══ Document text ══

If you’re still wondering why it’s so important to be action-oriented, consider the most common regret most people have. Many studies show that the biggest regret people have is not acting on their dreams and aspirations, not pursuing their passion, not taking the risk nor the chance. People often look back and feel regretful for not being true to who they are, for not making the effort to reach their goals, and for not realizing their full potential.
Do you know anyone who was offered a new job but held off because they were unsure if they would be able to perform the position well or if they would fit in with the new team? Did they regret their decision?
Or have you ever met someone who has a great idea for a new business or project but is afraid to pursue it because they are afraid of failure or rejection, only to come to regret it later?
According to a study released by Cambridge University Press, action-oriented people who opted to act when given a decision task had much lower levels of regret than those who chose not to act. This is why you should learn to be more action-oriented if you want to live a more fulfilling life.
Table of Contents
- What Does Being Action Oriented Look Like?
- Benefits of Becoming Action-Oriented
- Why Is it Hard For People to Take Action?
- Understanding the Difference Between Motion vs Action
- How to Become More Action Oriented
- Bottom Line
What Does Being Action Oriented Look Like?
In the early 1990s, Julius Kuhl proposed two main groups of people, “action-oriented” or “state-oriented.”These groups differ in how they behave when taking action towards a goal under pressure.
People who are action-oriented have a higher resistance to stress triggers, can forget bad events, focus on tasks without distractions, and begin new projects. State-oriented people, on the other hand, ruminate about bad occurrences, fail to take action, procrastinate, and are prone to switching tasks for no apparent reason.
The same Cambridge University study that I mentioned earlier, examined the feelings of regret experienced by “action-oriented” or “state-oriented” people when deciding whether to take action or not. The participants were given a decision task in which they could choose whether or not to take action. The study discovered that action-oriented people felt more regret when they did not act than when they did act. On the other hand, state-oriented people felt regret regardless of their choice.
As defined by the Cambridge Dictionary:
Action-oriented means willing or likely to take practical action to deal with a problem or situation.
Being action oriented implies a mindset or attitude that is focused on taking practical steps to address and solve problems or situations. It entails determining and carrying out the necessary steps to achieve a desired result.
Individuals who are action oriented are proactive, resourceful, and decisive. They are not afraid to take chances, make decisions, or accept accountability for their actions. They are not passive and do not sit back and wait for things to happen; instead, they actively seek out opportunities and make things happen. In the face of adversity, they are also persistent and resilient, working to find solutions and overcome obstacles.

═══
══ Extracted entries ══

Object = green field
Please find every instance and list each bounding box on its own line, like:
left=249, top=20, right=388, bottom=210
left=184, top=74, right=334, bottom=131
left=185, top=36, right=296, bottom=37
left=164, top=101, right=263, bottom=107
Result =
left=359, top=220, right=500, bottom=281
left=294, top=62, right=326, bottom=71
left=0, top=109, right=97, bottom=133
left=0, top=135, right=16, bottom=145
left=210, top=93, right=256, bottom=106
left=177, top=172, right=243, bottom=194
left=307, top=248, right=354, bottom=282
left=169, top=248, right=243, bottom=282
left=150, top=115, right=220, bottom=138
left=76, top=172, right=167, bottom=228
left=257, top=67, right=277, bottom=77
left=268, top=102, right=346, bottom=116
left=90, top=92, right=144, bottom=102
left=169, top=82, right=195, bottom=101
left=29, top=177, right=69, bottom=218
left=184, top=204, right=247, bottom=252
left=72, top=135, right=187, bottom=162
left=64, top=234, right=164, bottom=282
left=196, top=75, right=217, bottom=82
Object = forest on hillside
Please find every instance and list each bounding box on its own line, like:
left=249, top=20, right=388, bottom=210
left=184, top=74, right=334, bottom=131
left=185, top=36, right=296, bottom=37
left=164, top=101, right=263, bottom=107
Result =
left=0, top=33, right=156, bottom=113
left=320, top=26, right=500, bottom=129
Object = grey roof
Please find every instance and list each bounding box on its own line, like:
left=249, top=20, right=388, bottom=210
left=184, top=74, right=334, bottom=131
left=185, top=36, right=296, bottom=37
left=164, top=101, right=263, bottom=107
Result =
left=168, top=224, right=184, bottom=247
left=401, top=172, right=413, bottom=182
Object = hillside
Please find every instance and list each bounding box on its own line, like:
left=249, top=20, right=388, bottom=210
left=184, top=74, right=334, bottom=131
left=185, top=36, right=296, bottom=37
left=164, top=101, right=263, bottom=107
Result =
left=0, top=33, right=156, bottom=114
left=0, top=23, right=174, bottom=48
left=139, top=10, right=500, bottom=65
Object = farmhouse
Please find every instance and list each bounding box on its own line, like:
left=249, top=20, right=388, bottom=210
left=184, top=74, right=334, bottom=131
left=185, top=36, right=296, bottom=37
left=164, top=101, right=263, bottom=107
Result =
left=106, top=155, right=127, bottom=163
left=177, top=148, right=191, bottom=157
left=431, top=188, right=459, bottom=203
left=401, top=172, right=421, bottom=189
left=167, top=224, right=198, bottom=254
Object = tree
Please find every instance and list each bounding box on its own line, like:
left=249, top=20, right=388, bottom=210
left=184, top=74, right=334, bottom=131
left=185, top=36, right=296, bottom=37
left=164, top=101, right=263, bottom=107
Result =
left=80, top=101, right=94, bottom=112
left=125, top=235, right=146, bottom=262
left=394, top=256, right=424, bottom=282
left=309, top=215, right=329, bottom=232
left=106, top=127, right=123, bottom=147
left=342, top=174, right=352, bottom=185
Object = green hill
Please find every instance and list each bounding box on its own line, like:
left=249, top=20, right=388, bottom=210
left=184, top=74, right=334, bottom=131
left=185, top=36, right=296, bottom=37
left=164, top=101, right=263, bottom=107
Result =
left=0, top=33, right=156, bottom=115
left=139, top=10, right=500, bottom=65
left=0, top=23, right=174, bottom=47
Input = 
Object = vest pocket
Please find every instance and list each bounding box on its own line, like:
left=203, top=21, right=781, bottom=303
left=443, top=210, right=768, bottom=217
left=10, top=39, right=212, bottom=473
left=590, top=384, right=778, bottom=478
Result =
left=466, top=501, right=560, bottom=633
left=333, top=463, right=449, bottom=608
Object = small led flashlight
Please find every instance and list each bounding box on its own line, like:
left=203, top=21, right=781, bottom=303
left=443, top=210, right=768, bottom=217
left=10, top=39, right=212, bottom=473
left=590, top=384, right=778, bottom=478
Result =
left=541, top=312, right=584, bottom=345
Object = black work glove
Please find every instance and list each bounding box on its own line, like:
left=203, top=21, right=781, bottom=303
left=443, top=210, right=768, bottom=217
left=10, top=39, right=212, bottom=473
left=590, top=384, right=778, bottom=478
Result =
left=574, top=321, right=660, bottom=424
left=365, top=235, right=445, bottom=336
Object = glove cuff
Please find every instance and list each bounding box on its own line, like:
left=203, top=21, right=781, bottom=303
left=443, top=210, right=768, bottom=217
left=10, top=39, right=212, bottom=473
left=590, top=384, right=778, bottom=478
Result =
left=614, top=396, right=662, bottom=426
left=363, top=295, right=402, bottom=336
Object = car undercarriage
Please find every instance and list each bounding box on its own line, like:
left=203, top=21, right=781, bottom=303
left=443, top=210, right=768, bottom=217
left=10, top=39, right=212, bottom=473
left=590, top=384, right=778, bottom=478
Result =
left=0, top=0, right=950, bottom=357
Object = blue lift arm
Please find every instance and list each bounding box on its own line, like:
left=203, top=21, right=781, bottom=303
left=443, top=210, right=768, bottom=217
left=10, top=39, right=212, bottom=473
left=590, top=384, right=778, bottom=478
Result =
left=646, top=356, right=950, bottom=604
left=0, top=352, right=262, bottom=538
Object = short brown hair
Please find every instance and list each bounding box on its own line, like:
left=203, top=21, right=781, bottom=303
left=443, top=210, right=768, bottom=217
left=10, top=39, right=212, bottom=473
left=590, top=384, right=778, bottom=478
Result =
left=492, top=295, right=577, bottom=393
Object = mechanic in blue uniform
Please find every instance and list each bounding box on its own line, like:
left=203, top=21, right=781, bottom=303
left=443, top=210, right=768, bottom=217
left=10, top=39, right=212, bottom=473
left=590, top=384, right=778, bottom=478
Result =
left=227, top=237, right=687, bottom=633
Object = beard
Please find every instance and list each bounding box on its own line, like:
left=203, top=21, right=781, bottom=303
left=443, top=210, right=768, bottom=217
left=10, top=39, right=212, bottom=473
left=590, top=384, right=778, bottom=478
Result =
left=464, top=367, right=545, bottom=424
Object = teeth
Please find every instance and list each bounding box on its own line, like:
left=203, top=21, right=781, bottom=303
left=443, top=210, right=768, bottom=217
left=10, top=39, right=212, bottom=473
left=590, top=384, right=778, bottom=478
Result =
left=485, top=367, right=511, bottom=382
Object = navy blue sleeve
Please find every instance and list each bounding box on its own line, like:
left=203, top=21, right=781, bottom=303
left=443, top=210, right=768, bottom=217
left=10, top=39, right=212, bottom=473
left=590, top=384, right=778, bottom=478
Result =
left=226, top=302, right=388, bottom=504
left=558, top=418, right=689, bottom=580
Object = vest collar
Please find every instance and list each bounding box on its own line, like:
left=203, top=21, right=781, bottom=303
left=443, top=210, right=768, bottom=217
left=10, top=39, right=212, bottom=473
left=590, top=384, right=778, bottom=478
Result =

═══

§ Jobs
**A.** According to the article on being action-oriented, who proposed in the early 1990s that people fall into "action-oriented" and "state-oriented" groups?
**B.** Repeat a passage from the article on being action-oriented, starting at the words "According to a" and ending after "goal under pressure.".

§ The answers
**A.** Julius Kuhl

**B.**
According to a study released by Cambridge University Press, action-oriented people who opted to act when given a decision task had much lower levels of regret than those who chose not to act. This is why you should learn to be more action-oriented if you want to live a more fulfilling life.
Table of Contents
- What Does Being Action Oriented Look Like?
- Benefits of Becoming Action-Oriented
- Why Is it Hard For People to Take Action?
- Understanding the Difference Between Motion vs Action
- How to Become More Action Oriented
- Bottom Line
What Does Being Action Oriented Look Like?
In the early 1990s, Julius Kuhl proposed two main groups of people, “action-oriented” or “state-oriented.”These groups differ in how they behave when taking action towards a goal under pressure.